• _Information shown_

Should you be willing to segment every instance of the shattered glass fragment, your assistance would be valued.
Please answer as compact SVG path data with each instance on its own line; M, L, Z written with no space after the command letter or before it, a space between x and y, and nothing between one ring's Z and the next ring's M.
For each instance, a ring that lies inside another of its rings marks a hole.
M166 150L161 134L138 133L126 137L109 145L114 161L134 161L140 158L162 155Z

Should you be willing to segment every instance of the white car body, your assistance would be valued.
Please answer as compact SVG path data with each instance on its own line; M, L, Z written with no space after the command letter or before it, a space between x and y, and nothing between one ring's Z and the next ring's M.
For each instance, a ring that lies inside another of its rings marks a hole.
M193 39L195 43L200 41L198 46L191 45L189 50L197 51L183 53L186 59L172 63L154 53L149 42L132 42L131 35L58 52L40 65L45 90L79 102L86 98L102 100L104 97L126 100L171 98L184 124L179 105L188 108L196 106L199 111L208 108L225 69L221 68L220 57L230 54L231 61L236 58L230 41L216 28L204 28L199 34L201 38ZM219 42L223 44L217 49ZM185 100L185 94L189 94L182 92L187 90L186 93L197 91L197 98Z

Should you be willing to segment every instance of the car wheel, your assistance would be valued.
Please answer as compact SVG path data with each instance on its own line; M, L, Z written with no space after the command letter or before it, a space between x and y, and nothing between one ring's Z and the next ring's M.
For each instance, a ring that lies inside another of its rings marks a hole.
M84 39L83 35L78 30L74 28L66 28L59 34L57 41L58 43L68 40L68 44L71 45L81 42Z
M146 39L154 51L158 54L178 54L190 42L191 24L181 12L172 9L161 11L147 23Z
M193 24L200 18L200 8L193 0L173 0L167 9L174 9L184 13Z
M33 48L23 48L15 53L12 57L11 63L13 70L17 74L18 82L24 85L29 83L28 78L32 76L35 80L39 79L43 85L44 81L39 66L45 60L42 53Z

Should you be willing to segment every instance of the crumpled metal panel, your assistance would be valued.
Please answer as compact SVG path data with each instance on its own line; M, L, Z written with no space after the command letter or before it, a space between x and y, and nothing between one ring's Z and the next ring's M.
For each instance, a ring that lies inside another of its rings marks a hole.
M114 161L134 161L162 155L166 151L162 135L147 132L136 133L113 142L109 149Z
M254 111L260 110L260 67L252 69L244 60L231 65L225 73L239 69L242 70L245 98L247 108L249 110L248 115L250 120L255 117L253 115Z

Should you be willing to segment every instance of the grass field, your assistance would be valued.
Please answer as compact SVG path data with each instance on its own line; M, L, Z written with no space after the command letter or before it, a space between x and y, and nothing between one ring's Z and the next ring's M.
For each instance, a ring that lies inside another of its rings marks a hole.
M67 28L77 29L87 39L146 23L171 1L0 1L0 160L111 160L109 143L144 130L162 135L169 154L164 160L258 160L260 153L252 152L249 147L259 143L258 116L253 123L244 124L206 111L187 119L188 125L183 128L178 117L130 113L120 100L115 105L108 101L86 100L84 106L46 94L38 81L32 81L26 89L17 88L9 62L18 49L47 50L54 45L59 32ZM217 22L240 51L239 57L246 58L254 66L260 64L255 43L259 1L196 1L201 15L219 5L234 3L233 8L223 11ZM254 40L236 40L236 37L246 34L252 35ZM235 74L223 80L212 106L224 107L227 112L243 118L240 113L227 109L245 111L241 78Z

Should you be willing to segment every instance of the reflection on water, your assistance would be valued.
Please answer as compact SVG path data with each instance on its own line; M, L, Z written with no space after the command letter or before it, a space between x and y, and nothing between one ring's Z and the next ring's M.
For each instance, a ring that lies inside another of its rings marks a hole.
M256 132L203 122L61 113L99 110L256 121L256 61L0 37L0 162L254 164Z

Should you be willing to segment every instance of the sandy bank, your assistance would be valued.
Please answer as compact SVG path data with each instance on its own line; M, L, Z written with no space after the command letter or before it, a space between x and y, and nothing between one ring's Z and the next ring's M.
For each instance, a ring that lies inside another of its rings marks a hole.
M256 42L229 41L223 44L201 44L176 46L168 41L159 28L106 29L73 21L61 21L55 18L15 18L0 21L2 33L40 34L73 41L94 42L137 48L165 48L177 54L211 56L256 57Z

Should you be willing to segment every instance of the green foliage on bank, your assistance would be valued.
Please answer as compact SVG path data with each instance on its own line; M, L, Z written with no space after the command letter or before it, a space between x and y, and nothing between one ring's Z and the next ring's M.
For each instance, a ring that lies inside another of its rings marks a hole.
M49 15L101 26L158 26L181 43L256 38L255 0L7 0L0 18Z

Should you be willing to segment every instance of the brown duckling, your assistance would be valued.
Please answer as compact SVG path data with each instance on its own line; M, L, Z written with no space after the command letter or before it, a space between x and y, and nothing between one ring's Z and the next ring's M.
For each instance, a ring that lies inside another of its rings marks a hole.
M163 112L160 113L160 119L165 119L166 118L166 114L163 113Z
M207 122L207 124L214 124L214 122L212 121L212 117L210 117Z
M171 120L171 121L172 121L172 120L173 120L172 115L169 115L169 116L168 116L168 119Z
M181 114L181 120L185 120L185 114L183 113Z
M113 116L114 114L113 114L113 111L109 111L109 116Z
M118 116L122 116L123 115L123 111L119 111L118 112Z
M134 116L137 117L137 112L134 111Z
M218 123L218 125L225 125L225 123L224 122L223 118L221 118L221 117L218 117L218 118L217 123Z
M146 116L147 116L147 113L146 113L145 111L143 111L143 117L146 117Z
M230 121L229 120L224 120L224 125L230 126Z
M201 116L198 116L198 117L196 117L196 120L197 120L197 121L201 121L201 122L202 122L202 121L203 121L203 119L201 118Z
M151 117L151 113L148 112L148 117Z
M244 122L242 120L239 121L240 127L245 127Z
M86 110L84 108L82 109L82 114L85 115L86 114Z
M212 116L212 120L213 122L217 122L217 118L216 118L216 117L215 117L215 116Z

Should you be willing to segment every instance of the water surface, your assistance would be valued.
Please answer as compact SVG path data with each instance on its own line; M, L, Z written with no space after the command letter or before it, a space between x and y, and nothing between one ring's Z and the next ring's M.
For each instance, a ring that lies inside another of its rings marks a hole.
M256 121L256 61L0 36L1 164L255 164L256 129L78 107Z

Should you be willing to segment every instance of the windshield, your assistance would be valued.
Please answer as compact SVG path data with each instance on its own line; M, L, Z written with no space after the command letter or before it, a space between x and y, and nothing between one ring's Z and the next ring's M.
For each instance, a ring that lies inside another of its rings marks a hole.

• _Aim_
Revise the data above by replacing every occurrence of "your assistance would be valued" with "your help would be appreciated", leaving all other text unchanged.

• _Answer to the problem_
Should you be willing to segment every instance of the shattered glass fragment, your help would be appreciated.
Please answer as compact SVG path data with each instance on its own line; M, L, Z written with no space after the command letter or before it, a space between x and y, and nothing between one ring's Z and the next ring's M.
For each instance, a ring that lies inside another of its rings marks a hole.
M166 150L161 134L138 133L126 137L109 145L114 161L134 161L140 158L162 155Z

Should you be willing to segment every instance of the white car body, your help would be appreciated.
Please answer as compact SVG path data with each instance on its own line; M, L, Z written with no space after the command letter or before it, a space between x and y, and nothing between one ring's Z and the next ring's M.
For each instance, a ring that lies inside another of its rings marks a hole.
M193 39L195 43L200 41L198 46L191 45L189 50L197 51L183 53L186 59L172 63L154 53L149 42L132 42L131 35L58 52L40 65L45 90L79 102L86 98L102 100L104 97L126 100L171 98L184 124L179 105L188 108L196 106L199 111L208 108L225 69L221 68L220 57L230 54L231 61L236 58L230 41L216 28L204 28L199 34L201 38ZM219 42L223 44L217 49ZM185 100L185 94L189 94L182 92L187 90L186 93L197 91L197 98Z

Should you be willing to segment every instance of the car wheel, your help would be appreciated.
Please answer as compact SVG path data with each instance on its own line; M, L, Z written with no space after the command letter or before it, a space between x and y, and nothing between one ring's Z and the next ring's M.
For each instance, a ring that lies inside another of its rings marks a hole.
M84 39L83 35L78 30L74 28L66 28L59 34L57 41L58 43L68 40L68 44L71 45L81 42Z
M146 39L154 51L158 54L178 54L190 42L191 24L181 12L172 9L161 11L147 23Z
M193 24L200 18L200 8L193 0L173 0L167 9L174 9L184 13Z
M33 48L23 48L15 53L12 57L11 63L13 70L17 74L18 82L24 85L29 83L28 78L32 76L35 80L39 79L43 85L44 81L39 66L45 60L42 53Z

Should you be willing to segment every instance of the crumpled metal panel, your help would be appreciated.
Please answer as compact SVG path data with each instance on its own line; M, L, Z written with no space after the command letter or before it, a space between x and y, and nothing between one ring's Z and the next ring's M.
For each instance, a ring that lies inside another of its rings marks a hole.
M114 161L134 161L162 155L166 151L162 135L147 132L136 133L113 142L109 149Z
M254 111L260 110L260 67L252 69L244 60L231 65L225 73L239 69L242 70L245 98L247 108L249 110L248 115L250 120L255 117L253 115Z

Should you be willing to segment every instance of the grass field, your help would be appreciated.
Please answer as compact SVG path data with each instance on its own line; M, L, Z written with no space after the command letter or before it, a space between x and y, and nothing between one ring's Z and the next ring's M.
For each instance, a ring that lies inside another of its rings marks a hole.
M67 28L77 29L87 39L146 23L171 1L0 1L0 160L111 160L109 143L144 130L162 135L169 154L164 160L258 160L260 153L252 152L249 147L259 143L258 116L253 123L244 124L206 111L187 119L188 125L183 128L178 117L130 113L120 100L115 105L108 101L86 100L84 106L46 94L38 81L32 81L26 89L17 88L9 62L18 49L47 50L54 45L59 32ZM217 22L240 51L239 57L246 58L254 66L260 64L255 43L259 1L196 1L201 15L219 5L234 3L233 8L223 11ZM254 40L236 40L236 37L246 34L252 35ZM235 74L223 80L212 106L224 107L227 112L243 118L240 113L227 109L245 111L241 78Z

Should you be willing to segment every instance of the reflection on water, your help would be appreciated.
Please answer as compact SVG path data with each instance on its own line; M, L, Z written with no space after the command letter or before it, a space between x and y, and nothing between one ring's Z and the next ring's M.
For each instance, a ring that lies inside another of its rings marks a hole.
M256 132L203 122L61 113L99 110L256 121L256 61L0 37L0 162L254 164Z

Should you be willing to segment every instance of the sandy bank, your help would be appreciated.
Please answer as compact SVG path data with each instance on its own line; M, L, Z written with no space after the command letter or before it, a space between x and y, and nothing between one ring's Z and the next ring's M.
For each instance, a ring that lies inside another of its rings marks a hole.
M256 42L229 41L223 44L201 44L176 46L168 41L159 28L106 29L73 21L61 21L55 18L15 18L0 21L2 33L40 34L73 41L94 42L137 48L165 48L177 54L211 56L256 57Z

Should you be willing to segment every instance of the green foliage on bank, your help would be appreciated.
Please answer as compact SVG path data with each instance on its own line; M, L, Z written with no space after the command letter or before it, a space between x and y, and nothing between one ring's Z and the next ring's M.
For each instance, a ring that lies inside another of its rings marks a hole.
M49 15L101 26L158 26L181 43L256 38L255 0L7 0L0 18Z

Should you be willing to segment every instance of the brown duckling, your help would be appreciated.
Please answer as compact SVG path data with each instance on its own line; M, L, Z written with no space after the command letter or before it, a space between x and y, and nothing between one ring's Z and the next ring's M.
For each instance, a ring that lies inside another of its rings marks a hole.
M163 112L160 113L160 119L165 119L166 118L166 114L163 113Z
M207 122L207 124L214 124L214 122L212 121L212 117L210 117Z
M171 120L171 121L172 121L172 120L173 120L172 115L169 115L169 116L168 116L168 119Z
M181 114L181 120L185 120L185 114L183 113Z
M113 116L114 114L113 114L113 111L109 111L109 116Z
M118 116L122 116L123 115L123 111L119 111L118 112Z
M134 116L137 117L137 112L134 111Z
M218 123L218 125L225 125L225 123L224 122L223 118L221 118L221 117L218 117L218 118L217 123Z
M146 116L147 116L147 113L146 113L145 111L143 111L143 117L146 117Z
M230 121L229 120L224 120L224 125L230 126Z
M201 116L198 116L198 117L196 117L196 120L197 120L197 121L201 121L201 122L202 122L202 121L203 121L203 119L201 118Z
M151 117L151 113L148 112L148 117Z
M244 122L242 120L239 121L240 127L245 127Z
M86 110L84 108L82 109L82 114L85 115L86 114Z
M212 116L212 120L213 122L217 122L217 118L216 118L216 117L215 117L215 116Z

Should you be willing to segment every instance of the water surface, your help would be appreciated.
Please answer as compact SVG path data with each instance on its own line; M, L, Z written with no space after the command letter or before it, a space between x and y, and nothing between one ring's Z and the next ring's M.
For each instance, a ring that lies inside another of its rings marks a hole.
M256 121L256 61L0 36L1 164L255 164L256 129L78 107Z

Should you be willing to segment every instance of the windshield, your help would be appreciated.
Please answer as compact SVG path data with each instance on its own line; M, L, Z written with no space after the command letter or before it, a space between x and y, and nothing between one ring's Z and the next ring's M.
For each instance, a ring that lies inside another of its rings marks a hole.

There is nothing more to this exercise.